◆ PASSAGE SHOWN ◆
Helene Cramer (13 December 1844 – 14 April 1916) was a German flower, landscape and portrait painter.

== Life ==
Cramer came from a wealthy merchant family in Hamburg-Uhlenhorst. Like her sister, the painter Molly Cramer, she also began her training as a painter in 1882 after the death of their father Cesar Cramer. At the beginning of their studies Helene was 38 years old. The sisters first teachers were the Hamburg illustrator Theobald Riefesell as well as the painters Carl Rodeck and Carl Oesterley. At the end of the 1880s Helene Cramer went to The Hague to train under Margaretha Roosenboom and together with her sister at the Belgian still life painter Eugène Joors in Antwerp. Joors taught them in the art of still life painting.

Returning to Hamburg, Helene Cramer mainly painted still life flower pieces. Her works were regularly exhibited at major German exhibitions, such as at the Glass Palace Munich and the Great Berlin Art Exhibition (Große Berliner Kunstausstellung). In Berlin she exhibited several times between 1893 and 1908, always with her sister Molly. She also exhibited her work at the Palace of Fine Arts and The Woman's Building at the 1893 World's Columbian Exposition in Chicago, Illinois, and in 1900 at the Woman's Exhibition, Earl's Court, London with: Fir Forest; Trapäolum; Narzissen; Morgensonne im Wald; Gloxinien and Fuchsien.

In 1896 the director of the Kunsthalle Hamburg Alfred Lichtwark acquired some of the Cramer sister's pictures for the Collection of pictures from Hamburg. Lichtwark, who often frequented the sisters house at Uhlenhorst, also established contact with members of the Hamburg Artists' Club of 1897 (Hamburgischer Künstlerklub), including among others Ernst Eitner, Arthur Illies and Paul Kayser. Through visits by the artists in their house, this became an artistic achievement at the beginning of the 20th century. Without joining the club, the sisters later exhibited their paintings together with them.

Helene Cramer was a member of the Allgemeine Deutsche Kunstgenossenschaft, the Association of North-West German Artists, in the Berlin Association of Women Artists and in the Association of (Women) Authors and Artists of Vienna.

Helene Cramer died in 1916 in her 72nd year, the gravestones of Helene and Molly Cramer are in the Garden of Women at the Hamburg Ohlsdorf Cemetery.

◆ GIVEN ENTRIES ◆
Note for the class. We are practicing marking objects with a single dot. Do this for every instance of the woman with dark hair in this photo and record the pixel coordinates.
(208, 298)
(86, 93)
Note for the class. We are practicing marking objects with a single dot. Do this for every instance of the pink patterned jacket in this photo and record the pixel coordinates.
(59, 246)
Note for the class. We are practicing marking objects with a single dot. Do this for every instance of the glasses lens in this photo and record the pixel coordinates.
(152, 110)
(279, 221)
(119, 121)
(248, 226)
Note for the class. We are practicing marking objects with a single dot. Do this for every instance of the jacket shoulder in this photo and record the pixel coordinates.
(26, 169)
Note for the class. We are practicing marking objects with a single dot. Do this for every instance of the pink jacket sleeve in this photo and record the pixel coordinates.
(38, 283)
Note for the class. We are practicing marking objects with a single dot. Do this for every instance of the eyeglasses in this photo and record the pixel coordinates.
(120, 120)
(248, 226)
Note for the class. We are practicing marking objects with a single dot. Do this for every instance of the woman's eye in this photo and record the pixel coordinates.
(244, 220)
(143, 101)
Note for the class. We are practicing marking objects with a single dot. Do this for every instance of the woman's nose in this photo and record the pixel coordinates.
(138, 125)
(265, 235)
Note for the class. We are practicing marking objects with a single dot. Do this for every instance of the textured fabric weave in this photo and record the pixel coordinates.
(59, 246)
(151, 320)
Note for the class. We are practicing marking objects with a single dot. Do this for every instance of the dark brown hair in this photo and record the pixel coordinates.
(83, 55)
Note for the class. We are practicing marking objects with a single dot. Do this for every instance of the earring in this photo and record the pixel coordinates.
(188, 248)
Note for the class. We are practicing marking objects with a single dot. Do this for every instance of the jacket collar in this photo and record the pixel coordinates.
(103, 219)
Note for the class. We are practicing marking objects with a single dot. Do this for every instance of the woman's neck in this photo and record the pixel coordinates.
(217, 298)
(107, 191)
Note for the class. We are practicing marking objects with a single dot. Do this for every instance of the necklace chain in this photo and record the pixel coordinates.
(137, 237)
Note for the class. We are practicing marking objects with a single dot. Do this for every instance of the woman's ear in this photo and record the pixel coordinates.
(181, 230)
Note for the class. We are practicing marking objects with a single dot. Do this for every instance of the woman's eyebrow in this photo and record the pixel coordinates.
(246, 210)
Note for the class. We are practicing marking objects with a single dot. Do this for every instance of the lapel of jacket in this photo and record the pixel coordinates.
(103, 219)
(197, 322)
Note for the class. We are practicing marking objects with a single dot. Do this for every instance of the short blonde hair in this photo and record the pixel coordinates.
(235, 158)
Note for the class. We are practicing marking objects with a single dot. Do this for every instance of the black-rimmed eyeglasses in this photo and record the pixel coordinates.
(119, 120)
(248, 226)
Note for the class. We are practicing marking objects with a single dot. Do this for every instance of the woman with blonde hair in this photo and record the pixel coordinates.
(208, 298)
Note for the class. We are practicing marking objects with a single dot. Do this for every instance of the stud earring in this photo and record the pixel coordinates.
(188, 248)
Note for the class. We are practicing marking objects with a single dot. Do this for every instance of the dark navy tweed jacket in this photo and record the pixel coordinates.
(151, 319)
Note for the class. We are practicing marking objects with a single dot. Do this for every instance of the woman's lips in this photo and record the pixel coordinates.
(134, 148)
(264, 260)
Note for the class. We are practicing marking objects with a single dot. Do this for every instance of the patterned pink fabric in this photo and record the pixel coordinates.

◆ TASK DESCRIPTION ◆
Return the passage on Helene Cramer above verbatim, from "In 1896 the" to "together with them.".

◆ SOLUTION TO THE PROBLEM ◆
In 1896 the director of the Kunsthalle Hamburg Alfred Lichtwark acquired some of the Cramer sister's pictures for the Collection of pictures from Hamburg. Lichtwark, who often frequented the sisters house at Uhlenhorst, also established contact with members of the Hamburg Artists' Club of 1897 (Hamburgischer Künstlerklub), including among others Ernst Eitner, Arthur Illies and Paul Kayser. Through visits by the artists in their house, this became an artistic achievement at the beginning of the 20th century. Without joining the club, the sisters later exhibited their paintings together with them.